Horology: time measuring systems or devices – Electrical time base – Solid state oscillating circuit type
Patent
1994-09-19
1996-08-27
Roskoski, Bernard
Horology: time measuring systems or devices
Electrical time base
Solid state oscillating circuit type
318696, 368160, G04F 500, G04B 1900
Patent
active
055507956
DESCRIPTION:
BRIEF SUMMARY
FIELD OF THE INVENTION
The present invention relates to an electronic timepiece and a method of driving a stepping motor of electronic timepiece in which plural detection assisting pulses are output to a stepping motor after turning off a main drive pulse, thereby performing stable detection of the rotation of the stepping motor.
BACKGROUND ART
In a stepping motor of a conventional electronic timepiece, a stepping motor driving means has been used in which a main driving pulse train having low effective power is output to the stepping motor to reduce current-consumption, and wherein the rotational state of a rotor is detected by known means to output a correction drive pulse to the stepping motor in accordance with the detection result. Practical examples of this is known technology are disclosed in Japanese publication of applications No. 61-8392 and No. 63-18148, for example.
With respect to the practical example illustrated in Japanese publication of application No. 61-8392, FIG. 2 diagrammatically shows a drive voltage waveform of a correction drive system, and FIG. 3 diagrammatically shows a voltage waveform after turning off a main drive pulse obtained by the drive system as shown in FIG. 2.
The drive voltage waveform diagram as shown in FIG. 2 is constructed by a main drive pulse P1 (hereinafter referred to as "P1") which is output to the stepping motor every second, a section DT for detecting the rotation of the stepping motor after P1, goes low and a correction drive pulse P2 (hereinafter referred to as "P2") which is output when the stepping motor is in non-rotational state. P1 automatically alters its pulse width in accordance with a load state to be applied to the stepping motor. P2 is output
FIG. 3 shows a voltage waveform which is induced in a detection resistor by forming a closed loop in a coil after pulse turning off through the control of a MOS gate for driving the stepping motor or the like. As shown in FIG. 3, a rotation detecting method is used for detecting rotation of the rotor by electrically detecting whether the induced level reaches a predetermined voltage on the basis of the fact that the induced voltage in the section DT is different between a rotational state (as indicated by a solid line in FIG. 3) and a non-rotational state (as indicated by a dotted line in FIG. 3).

(Saved data entries)

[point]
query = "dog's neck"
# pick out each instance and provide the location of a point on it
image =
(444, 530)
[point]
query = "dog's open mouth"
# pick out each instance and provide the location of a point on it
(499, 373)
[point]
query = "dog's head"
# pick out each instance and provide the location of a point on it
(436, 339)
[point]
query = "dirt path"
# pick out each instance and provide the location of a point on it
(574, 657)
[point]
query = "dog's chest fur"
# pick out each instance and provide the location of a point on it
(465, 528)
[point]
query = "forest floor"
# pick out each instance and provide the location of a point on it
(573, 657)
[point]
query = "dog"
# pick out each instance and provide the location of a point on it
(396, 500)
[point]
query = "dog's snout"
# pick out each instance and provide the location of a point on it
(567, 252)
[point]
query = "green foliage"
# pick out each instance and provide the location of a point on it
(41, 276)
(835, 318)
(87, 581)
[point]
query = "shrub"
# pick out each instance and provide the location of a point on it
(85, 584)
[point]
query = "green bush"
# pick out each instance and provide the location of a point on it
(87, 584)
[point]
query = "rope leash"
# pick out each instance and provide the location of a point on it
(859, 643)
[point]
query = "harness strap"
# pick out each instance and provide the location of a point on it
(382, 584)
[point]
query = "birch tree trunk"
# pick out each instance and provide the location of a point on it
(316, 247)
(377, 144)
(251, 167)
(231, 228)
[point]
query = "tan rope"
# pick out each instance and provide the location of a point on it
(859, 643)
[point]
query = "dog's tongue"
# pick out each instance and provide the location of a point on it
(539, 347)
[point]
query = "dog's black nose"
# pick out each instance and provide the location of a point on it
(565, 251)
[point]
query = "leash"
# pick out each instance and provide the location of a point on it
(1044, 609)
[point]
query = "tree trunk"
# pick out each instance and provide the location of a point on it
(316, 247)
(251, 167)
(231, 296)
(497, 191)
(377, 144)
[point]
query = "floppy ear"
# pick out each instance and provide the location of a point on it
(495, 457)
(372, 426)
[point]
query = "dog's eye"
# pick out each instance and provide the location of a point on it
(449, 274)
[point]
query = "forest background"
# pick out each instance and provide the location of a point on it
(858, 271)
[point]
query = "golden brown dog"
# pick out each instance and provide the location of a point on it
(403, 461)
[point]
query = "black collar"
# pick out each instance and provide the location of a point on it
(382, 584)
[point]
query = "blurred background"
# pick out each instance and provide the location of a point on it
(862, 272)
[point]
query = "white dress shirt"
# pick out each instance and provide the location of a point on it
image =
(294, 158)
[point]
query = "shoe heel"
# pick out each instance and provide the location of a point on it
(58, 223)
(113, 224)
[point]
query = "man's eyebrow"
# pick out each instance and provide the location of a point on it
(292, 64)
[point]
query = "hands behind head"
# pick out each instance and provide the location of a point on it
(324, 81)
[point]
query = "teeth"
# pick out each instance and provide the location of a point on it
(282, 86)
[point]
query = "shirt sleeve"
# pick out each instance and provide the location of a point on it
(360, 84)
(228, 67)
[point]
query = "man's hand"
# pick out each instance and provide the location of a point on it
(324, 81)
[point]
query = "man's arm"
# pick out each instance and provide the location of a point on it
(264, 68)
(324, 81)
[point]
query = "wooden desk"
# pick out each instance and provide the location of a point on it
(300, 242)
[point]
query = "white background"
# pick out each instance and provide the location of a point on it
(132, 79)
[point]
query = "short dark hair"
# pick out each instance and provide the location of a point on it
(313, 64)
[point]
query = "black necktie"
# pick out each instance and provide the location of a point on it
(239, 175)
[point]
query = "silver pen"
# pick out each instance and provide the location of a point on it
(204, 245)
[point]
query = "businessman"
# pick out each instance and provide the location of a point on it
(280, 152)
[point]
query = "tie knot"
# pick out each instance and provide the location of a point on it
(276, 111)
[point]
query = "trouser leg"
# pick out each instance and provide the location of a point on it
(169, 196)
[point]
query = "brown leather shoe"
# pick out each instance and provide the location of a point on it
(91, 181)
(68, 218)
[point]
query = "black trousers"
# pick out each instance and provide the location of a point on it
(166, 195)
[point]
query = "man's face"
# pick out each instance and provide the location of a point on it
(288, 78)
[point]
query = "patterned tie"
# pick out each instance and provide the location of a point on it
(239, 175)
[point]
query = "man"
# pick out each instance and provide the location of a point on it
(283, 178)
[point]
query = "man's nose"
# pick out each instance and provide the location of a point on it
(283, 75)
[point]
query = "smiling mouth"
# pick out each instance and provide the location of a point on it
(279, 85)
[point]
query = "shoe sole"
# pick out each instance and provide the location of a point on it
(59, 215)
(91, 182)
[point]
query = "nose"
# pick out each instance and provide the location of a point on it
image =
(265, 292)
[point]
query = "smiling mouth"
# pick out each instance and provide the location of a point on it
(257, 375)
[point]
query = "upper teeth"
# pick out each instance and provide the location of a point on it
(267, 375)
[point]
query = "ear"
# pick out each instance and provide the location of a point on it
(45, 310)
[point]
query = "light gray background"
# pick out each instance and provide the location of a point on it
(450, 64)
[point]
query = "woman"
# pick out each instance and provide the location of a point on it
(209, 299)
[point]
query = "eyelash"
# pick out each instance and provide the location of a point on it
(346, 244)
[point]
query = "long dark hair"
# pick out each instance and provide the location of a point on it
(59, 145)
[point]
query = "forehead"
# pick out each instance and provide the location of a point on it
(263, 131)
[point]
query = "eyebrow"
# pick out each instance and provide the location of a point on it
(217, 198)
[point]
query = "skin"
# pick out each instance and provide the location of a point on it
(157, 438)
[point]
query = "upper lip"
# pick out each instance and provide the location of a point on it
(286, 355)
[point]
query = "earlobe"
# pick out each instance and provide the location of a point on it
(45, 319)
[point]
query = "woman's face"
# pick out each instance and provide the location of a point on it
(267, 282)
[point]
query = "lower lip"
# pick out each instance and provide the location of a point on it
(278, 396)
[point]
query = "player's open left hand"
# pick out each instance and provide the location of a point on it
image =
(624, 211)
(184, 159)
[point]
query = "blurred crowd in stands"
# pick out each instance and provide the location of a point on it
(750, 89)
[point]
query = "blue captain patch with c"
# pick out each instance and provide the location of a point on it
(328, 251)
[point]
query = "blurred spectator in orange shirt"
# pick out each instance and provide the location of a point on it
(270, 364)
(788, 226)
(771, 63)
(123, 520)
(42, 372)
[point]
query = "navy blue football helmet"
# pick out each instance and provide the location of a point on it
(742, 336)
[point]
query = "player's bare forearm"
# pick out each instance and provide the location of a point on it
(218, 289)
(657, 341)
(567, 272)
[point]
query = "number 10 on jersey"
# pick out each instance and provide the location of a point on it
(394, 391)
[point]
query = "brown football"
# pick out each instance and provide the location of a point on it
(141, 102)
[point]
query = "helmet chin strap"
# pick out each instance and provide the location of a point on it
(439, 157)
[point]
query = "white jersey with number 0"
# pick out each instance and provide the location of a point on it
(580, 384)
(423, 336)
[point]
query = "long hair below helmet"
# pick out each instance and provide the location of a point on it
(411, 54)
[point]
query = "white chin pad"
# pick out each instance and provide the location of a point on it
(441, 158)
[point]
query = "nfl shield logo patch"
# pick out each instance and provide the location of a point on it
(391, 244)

DIRECTION A — From the stepping motor patent text, extract the passage from "BACKGROUND ART" to "63-18148, for example.".
DIRECTION B — Using the stepping motor patent text, list each part that makes up the drive voltage waveform diagram shown in FIG. 2.
DIRECTION C — Decide whether each statement agrees with the stepping motor patent text: (i) P1 is output to the stepping motor every second. (ii) P2 automatically alters its pulse width in accordance with the load state. (iii) In FIG. 3, the non-rotational state is indicated by a solid line. Answer yes or no for each, and quote the words of the text that decide it.

REPLY A —
BACKGROUND ART
In a stepping motor of a conventional electronic timepiece, a stepping motor driving means has been used in which a main driving pulse train having low effective power is output to the stepping motor to reduce current-consumption, and wherein the rotational state of a rotor is detected by known means to output a correction drive pulse to the stepping motor in accordance with the detection result. Practical examples of this is known technology are disclosed in Japanese publication of applications No. 61-8392 and No. 63-18148, for example.

REPLY B —
- Main drive pulse P1, output to the stepping motor every second
- Section DT, for detecting the rotation of the stepping motor after P1 goes low
- Correction drive pulse P2, output when the stepping motor is in non-rotational state

REPLY C —
(i) Yes: "which is output to the stepping motor every second"
(ii) No: "P1 automatically alters its pulse width in accordance with a load state to be applied to the stepping motor"
(iii) No: "a non-rotational state (as indicated by a dotted line in FIG. 3)"